SUPPLIED DATA:
========

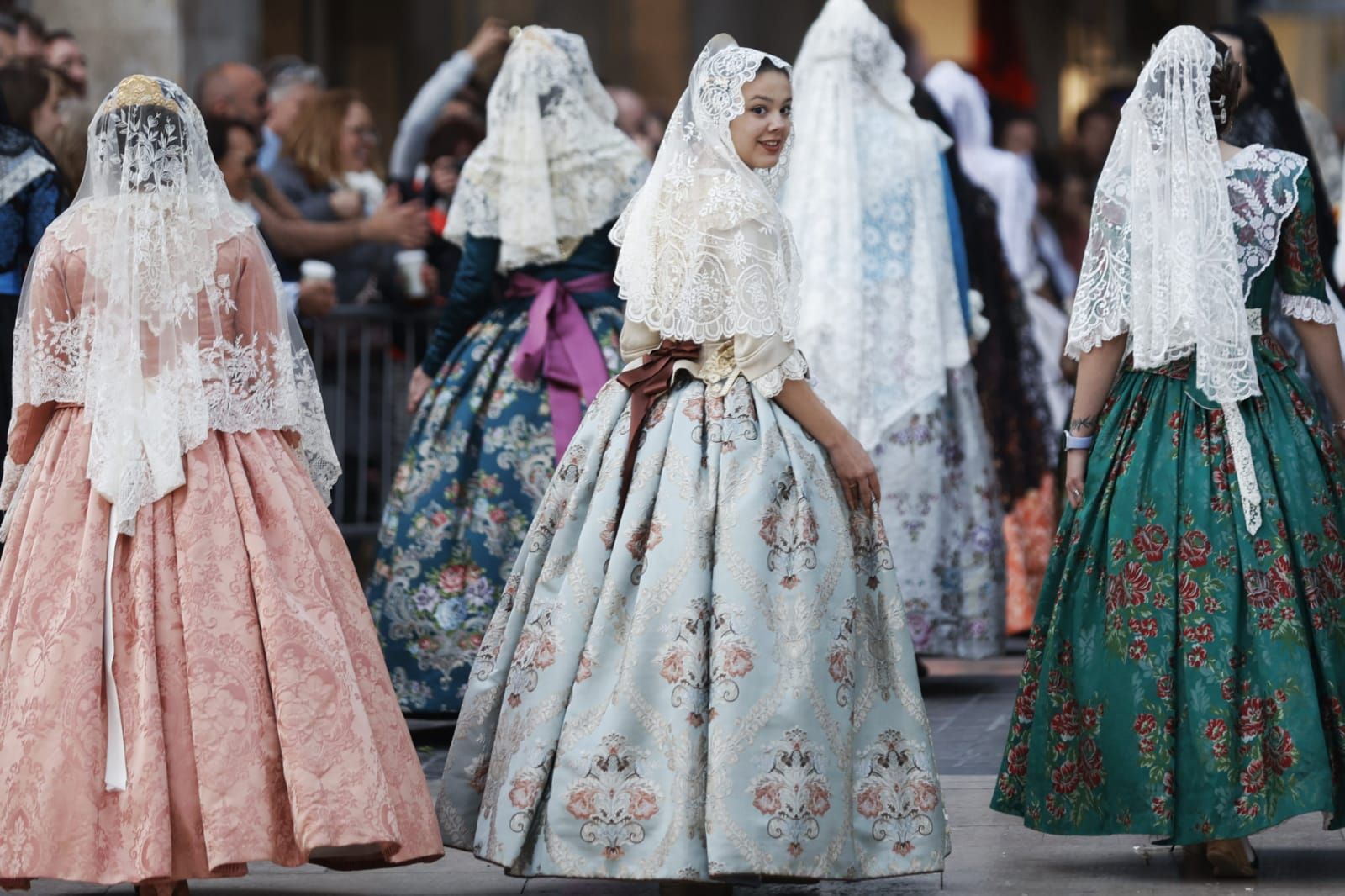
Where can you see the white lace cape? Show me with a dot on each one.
(706, 252)
(880, 318)
(1168, 260)
(161, 345)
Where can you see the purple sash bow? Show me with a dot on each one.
(560, 347)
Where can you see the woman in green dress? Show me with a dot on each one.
(1187, 663)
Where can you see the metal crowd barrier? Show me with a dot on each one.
(365, 356)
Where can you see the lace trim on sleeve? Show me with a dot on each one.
(1306, 308)
(793, 367)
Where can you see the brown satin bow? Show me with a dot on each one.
(649, 381)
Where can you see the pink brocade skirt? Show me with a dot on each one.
(260, 721)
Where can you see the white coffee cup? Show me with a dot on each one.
(410, 261)
(314, 269)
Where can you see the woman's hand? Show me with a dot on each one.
(417, 389)
(1076, 463)
(430, 277)
(857, 474)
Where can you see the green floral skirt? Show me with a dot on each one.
(1184, 676)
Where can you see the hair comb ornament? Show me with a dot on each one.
(143, 91)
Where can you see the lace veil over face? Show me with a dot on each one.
(1163, 261)
(880, 319)
(553, 167)
(155, 306)
(706, 252)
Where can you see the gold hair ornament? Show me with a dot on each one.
(143, 91)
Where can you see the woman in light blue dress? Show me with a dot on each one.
(699, 667)
(872, 206)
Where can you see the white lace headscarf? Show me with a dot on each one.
(553, 167)
(868, 206)
(706, 252)
(161, 345)
(1163, 255)
(1004, 175)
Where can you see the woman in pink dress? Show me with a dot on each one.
(188, 676)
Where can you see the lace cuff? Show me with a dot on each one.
(1306, 308)
(793, 367)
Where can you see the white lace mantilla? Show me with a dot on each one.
(1163, 260)
(134, 311)
(880, 315)
(706, 252)
(553, 167)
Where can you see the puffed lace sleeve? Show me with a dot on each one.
(1298, 266)
(51, 343)
(768, 361)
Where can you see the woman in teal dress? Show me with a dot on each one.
(1187, 665)
(699, 669)
(528, 338)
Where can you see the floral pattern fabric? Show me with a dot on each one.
(945, 524)
(1183, 676)
(477, 461)
(257, 714)
(715, 681)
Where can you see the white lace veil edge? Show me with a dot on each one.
(880, 319)
(1163, 261)
(706, 252)
(154, 304)
(553, 167)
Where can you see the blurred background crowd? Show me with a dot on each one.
(342, 125)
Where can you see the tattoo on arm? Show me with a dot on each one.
(1083, 425)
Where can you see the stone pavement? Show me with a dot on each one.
(968, 710)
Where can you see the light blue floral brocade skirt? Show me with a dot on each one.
(716, 683)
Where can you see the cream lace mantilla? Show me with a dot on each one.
(154, 304)
(706, 252)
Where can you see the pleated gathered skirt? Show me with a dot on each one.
(715, 681)
(942, 512)
(259, 717)
(481, 452)
(1184, 677)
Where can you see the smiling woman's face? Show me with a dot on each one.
(759, 134)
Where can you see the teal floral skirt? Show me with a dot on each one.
(1184, 676)
(477, 465)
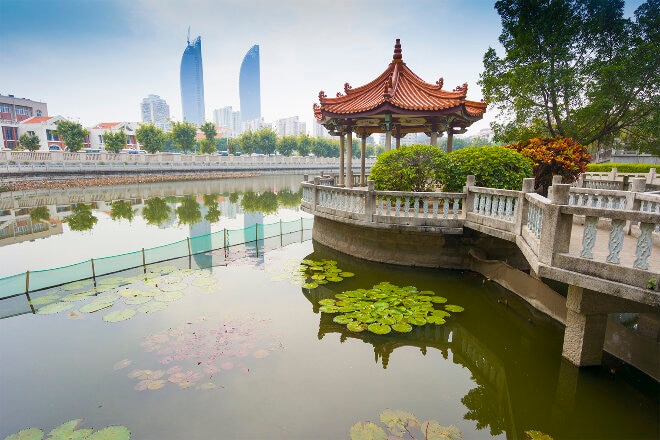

========

TASK PROMPT:
Report every line of the data above that contains the word "teal". Case counts.

THE ANSWER:
Where can you see the woman in teal dress? Show me with a dot on each one.
Where can you see the teal floral skirt? Show me with a dot on each one.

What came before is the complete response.